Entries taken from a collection
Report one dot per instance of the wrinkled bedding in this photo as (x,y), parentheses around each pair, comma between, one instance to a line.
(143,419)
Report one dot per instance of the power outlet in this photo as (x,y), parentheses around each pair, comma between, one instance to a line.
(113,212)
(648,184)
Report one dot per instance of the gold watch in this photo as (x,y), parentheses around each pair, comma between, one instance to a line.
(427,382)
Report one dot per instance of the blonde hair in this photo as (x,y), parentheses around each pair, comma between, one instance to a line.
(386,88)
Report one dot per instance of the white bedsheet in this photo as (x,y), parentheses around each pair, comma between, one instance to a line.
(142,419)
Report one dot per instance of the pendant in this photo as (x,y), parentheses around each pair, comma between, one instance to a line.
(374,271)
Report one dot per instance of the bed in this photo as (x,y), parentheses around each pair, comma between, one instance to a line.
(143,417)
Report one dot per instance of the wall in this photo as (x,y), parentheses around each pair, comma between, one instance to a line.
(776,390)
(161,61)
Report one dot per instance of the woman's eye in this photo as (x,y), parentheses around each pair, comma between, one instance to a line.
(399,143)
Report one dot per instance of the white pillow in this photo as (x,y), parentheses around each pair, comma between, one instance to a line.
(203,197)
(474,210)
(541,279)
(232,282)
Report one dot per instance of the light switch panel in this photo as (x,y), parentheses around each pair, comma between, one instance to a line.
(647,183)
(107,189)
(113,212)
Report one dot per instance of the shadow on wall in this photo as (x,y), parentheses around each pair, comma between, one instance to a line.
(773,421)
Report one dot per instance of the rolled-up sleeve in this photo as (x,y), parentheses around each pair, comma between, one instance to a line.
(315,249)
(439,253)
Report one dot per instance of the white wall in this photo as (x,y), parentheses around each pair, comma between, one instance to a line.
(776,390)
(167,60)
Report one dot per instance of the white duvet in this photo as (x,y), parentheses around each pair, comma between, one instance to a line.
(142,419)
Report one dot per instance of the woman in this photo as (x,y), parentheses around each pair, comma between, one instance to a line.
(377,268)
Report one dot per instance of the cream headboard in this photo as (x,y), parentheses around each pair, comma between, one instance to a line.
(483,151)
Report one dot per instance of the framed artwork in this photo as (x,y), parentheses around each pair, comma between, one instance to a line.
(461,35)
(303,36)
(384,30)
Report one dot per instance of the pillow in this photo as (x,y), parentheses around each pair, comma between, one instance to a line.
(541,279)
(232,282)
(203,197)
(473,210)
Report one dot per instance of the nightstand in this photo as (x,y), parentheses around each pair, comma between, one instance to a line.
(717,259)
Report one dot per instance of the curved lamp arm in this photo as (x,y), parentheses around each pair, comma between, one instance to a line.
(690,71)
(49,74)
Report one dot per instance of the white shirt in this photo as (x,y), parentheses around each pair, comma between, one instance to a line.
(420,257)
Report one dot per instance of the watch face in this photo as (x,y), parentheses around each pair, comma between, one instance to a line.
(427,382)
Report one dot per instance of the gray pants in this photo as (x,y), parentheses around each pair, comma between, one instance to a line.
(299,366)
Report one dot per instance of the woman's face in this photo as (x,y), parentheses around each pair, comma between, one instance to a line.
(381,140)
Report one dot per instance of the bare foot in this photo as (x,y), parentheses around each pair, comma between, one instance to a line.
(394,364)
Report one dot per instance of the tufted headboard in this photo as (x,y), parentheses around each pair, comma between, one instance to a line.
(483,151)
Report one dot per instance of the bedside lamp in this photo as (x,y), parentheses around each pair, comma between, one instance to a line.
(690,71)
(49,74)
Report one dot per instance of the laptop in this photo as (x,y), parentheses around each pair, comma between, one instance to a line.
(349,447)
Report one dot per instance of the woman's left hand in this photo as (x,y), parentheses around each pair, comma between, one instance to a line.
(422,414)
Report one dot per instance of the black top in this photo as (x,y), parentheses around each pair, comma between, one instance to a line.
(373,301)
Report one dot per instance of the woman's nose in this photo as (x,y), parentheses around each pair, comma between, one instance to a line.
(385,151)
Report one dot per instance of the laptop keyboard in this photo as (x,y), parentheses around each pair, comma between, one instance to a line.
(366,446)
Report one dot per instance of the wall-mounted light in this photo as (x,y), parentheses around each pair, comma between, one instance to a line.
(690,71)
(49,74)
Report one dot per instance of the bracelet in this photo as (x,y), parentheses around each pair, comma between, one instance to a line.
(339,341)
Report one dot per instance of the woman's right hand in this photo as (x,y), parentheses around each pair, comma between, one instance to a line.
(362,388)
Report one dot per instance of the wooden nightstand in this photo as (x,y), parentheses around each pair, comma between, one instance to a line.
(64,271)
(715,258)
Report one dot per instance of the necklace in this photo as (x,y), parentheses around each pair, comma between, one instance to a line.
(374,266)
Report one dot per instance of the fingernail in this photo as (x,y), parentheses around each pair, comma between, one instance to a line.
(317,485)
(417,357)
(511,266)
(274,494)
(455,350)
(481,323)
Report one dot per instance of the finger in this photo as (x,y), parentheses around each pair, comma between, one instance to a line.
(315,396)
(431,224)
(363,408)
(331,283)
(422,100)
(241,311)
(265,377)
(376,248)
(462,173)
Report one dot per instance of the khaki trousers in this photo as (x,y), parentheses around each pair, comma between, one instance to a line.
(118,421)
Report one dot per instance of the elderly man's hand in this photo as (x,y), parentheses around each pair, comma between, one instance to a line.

- REQUIRED WORK:
All of the data should be retyped exactly.

- ANSWER SPACE:
Report one dot per instance of the wrinkled bedding in this photo as (x,y), parentheses around each pair, comma between, one instance to a line.
(143,419)
Report one dot per instance of the power outlet in this photo as (x,y), parentheses around each pair, comma between, one instance to a line.
(113,212)
(648,184)
Report one dot per instance of the gold watch in this photo as (x,y), parentheses around each pair, comma between, one instance to a line.
(427,382)
Report one dot per instance of the blonde hair in this photo as (x,y), parentheses around each pair, comma between, one instance to a line.
(386,88)
Report one dot per instance of the white bedsheet in this photo as (x,y), parentheses around each pair, comma between, one instance to a line.
(142,419)
Report one dot per instance of the pendant in this photo as (x,y), parentheses around each pair, comma between, one instance to a line.
(374,271)
Report one dot per instance of the bed in this photo as (x,y), parentheses around each pair, comma between, one instance to a line.
(143,417)
Report one dot per instance of the wall in this photo as (x,y), parentheses around each pair, comma between, one instance to a line.
(776,390)
(161,61)
Report one dot per instance of the woman's eye in this photo as (x,y), parentheses around each pair, comma between, one instance to a line.
(399,143)
Report one dot per instance of the white pillow in this photo as (x,y), parentheses around each pair, comma between, one instance to a line.
(203,197)
(474,210)
(541,279)
(232,282)
Report one dot per instance of the light switch panel in this photo as (x,y), parentheses around each pair, comma between, one instance to a line.
(647,183)
(107,189)
(113,212)
Report one dot per instance of the shadow on wall in this photo as (x,y), parentheses around each pair, comma between, one instance to a line.
(773,421)
Report one dot per instance of the rolled-up sleeve in this photo as (x,y), parentheses around each pair, comma between, one instance to a line.
(315,249)
(439,253)
Report one dot per instance of the white wall in this photo as (x,y), parentheses around each pair, comma between, one instance to a line.
(776,390)
(167,60)
Report one dot per instance of the white duvet in this photo as (x,y), parentheses around each pair, comma between, one instance to a line.
(142,419)
Report one dot per instance of the woman in this photo as (x,y), parentheses around each pair, comma between, one instance to a line.
(377,268)
Report one dot per instance of the cream headboard in this photo as (x,y), parentheses around each pair, comma between, one instance to a line.
(483,151)
Report one dot per instance of the framed artwork in this photo as (x,y), parentheses around each pair, comma between, one instance to a line.
(461,35)
(303,36)
(384,30)
Report one dot per instance of the pillow in this photo as (x,y), parentheses around each pair, comma between, one instance to a line.
(541,279)
(232,282)
(203,197)
(473,210)
Report one dot per instance of the nightstand in this photo as (x,y), parentheses around each pair, comma between, one instance to a line.
(717,259)
Report one dot per instance of the curved lamp arm in this photo as (x,y), parentheses around each pair, comma between, one instance to a line.
(690,71)
(49,74)
Report one dot per instance of the white shirt in this photo as (x,y), parentheses around each pair, comma between, one instance to a line.
(420,257)
Report one dot per instance of the watch face in this photo as (x,y), parentheses around each pair, comma between, one instance to a line.
(427,382)
Report one dot per instance of the gray pants in this photo as (x,y), parentheses around each pair, comma between, one instance to a line.
(299,366)
Report one dot per instance of the woman's face in this photo as (x,y), parentheses around each pair, comma between, one instance to a line.
(381,140)
Report one dot per instance of the bare foot in this photo as (x,y), parentheses around each pair, comma between, one instance to a line.
(394,364)
Report one dot per instance of the tufted headboard in this photo as (x,y), parentheses around each pair, comma between, one instance to a line.
(483,151)
Report one dot per instance of the bedside lamp in this photo as (x,y), parentheses around each pair, comma between, one instance to a line.
(690,71)
(49,74)
Report one dot per instance of the laptop in this photo as (x,y), parentheses around each pair, comma between, one instance to a line.
(349,447)
Report one dot per instance of the woman's left hand in this photo as (x,y), parentheses around each pair, comma between, one instance to a line.
(422,414)
Report one dot per instance of the black top in this photo as (x,y), parentheses around each pair, comma between, one instance to a line.
(373,301)
Report one dot per instance of the woman's nose in this photo as (x,y), parentheses around each pair, comma between, one instance to a line.
(385,151)
Report one dot per instance of the laptop keyboard in this photo as (x,y), parentheses around each pair, comma between, one instance to a line.
(366,446)
Report one dot per instance of the wall-mounted light in this photo as (x,y), parentheses around each pair, comma between, one instance to a line.
(690,71)
(49,74)
Report one dot per instance of the bracelet in this photo as (x,y), parentheses around each pair, comma between, one instance to a line.
(339,341)
Report one dot per instance of the woman's right hand in this photo as (x,y), parentheses around each pair, comma between, one instance to a line.
(362,388)
Report one dot per instance of the wooden nightstand in this photo as (x,y), parentheses around each pair, comma between, one instance to a line.
(64,271)
(715,258)
Report one dot per instance of the necklace in this photo as (x,y), parentheses around each pair, comma between, one instance to a line.
(374,266)
Report one dot per instance of the fingernail in this photo as (x,y), parentheses around each pair, comma between, one instance to a line.
(317,485)
(417,357)
(511,266)
(274,494)
(455,350)
(481,323)
Report one dot per instance of the finger in this photo as (x,y), parentheses around each pair, comma between, one instance to a line.
(315,396)
(431,224)
(363,408)
(331,283)
(422,100)
(241,311)
(265,377)
(376,248)
(462,173)
Report one dot per instance of the khaki trousers in this photo as (x,y), parentheses around each pair, comma between, one instance to a line.
(118,421)
Report one dot per instance of the elderly man's hand in this photo as (x,y), parentheses around each pair, comma between, one instance to a line.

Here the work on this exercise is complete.